— Required task —
Could you convert the lines of every entry below into a JSON list of strings, one string per line, with blank lines left out?

* Begin Data to process *

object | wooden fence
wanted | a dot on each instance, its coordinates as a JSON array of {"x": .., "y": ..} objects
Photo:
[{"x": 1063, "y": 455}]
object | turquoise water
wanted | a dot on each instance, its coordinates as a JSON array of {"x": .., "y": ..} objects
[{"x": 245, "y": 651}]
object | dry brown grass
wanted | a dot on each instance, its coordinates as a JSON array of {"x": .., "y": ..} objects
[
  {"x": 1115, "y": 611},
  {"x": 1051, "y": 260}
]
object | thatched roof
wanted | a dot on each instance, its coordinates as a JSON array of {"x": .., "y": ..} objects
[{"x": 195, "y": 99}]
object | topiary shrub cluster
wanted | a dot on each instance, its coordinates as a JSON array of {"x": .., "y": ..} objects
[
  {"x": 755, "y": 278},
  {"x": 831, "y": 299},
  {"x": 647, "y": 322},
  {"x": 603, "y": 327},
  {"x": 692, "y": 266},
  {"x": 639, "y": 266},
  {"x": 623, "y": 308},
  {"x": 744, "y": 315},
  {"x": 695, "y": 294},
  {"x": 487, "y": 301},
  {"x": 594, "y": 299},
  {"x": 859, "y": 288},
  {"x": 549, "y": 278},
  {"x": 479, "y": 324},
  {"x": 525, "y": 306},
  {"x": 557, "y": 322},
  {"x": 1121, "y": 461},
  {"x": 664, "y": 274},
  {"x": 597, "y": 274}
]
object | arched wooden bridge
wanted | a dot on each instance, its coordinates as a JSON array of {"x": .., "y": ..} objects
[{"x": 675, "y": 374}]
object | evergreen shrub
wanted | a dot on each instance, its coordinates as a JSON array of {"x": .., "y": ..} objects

* End Data to process *

— Full answer —
[
  "object | wooden fence",
  "wanted | a dot on each instance, its coordinates as a JSON array of {\"x\": .., \"y\": ..} objects",
  "Photo:",
  "[{\"x\": 1063, \"y\": 455}]",
  "object | turquoise water",
  "wanted | a dot on each instance, its coordinates as a JSON array of {\"x\": .., \"y\": ..} objects",
  "[{\"x\": 245, \"y\": 651}]",
  "object | dry brown grass",
  "wanted | a dot on each instance, its coordinates as a JSON array of {\"x\": .., \"y\": ..} objects",
  "[",
  "  {\"x\": 1115, \"y\": 611},",
  "  {\"x\": 1051, \"y\": 260}",
  "]",
  "object | thatched roof",
  "wanted | a dot on each instance, its coordinates as a JSON array of {\"x\": .., \"y\": ..} objects",
  "[{\"x\": 195, \"y\": 99}]",
  "object | topiary shrub cluster",
  "wanted | a dot on each instance, its coordinates as a JSON array of {\"x\": .., \"y\": ..} objects",
  "[",
  "  {\"x\": 755, \"y\": 278},",
  "  {\"x\": 831, \"y\": 299},",
  "  {\"x\": 647, \"y\": 322},",
  "  {\"x\": 603, \"y\": 327},",
  "  {\"x\": 692, \"y\": 266},",
  "  {\"x\": 639, \"y\": 266},",
  "  {\"x\": 623, \"y\": 308},",
  "  {\"x\": 744, \"y\": 315},",
  "  {\"x\": 695, \"y\": 294},",
  "  {\"x\": 487, \"y\": 301},",
  "  {\"x\": 594, \"y\": 299},",
  "  {\"x\": 859, \"y\": 288},",
  "  {\"x\": 549, \"y\": 278},",
  "  {\"x\": 479, \"y\": 324},",
  "  {\"x\": 525, \"y\": 306},",
  "  {\"x\": 557, \"y\": 322},",
  "  {\"x\": 1121, \"y\": 461},",
  "  {\"x\": 664, \"y\": 274},",
  "  {\"x\": 597, \"y\": 274}",
  "]",
  "object | arched wooden bridge",
  "wanted | a dot on each instance, its coordinates as a JSON array of {\"x\": .., \"y\": ..} objects",
  "[{\"x\": 675, \"y\": 374}]",
  "object | evergreen shrub",
  "wanted | a dot on each instance, its coordinates as a JSON array of {\"x\": .., \"y\": ..} objects"
]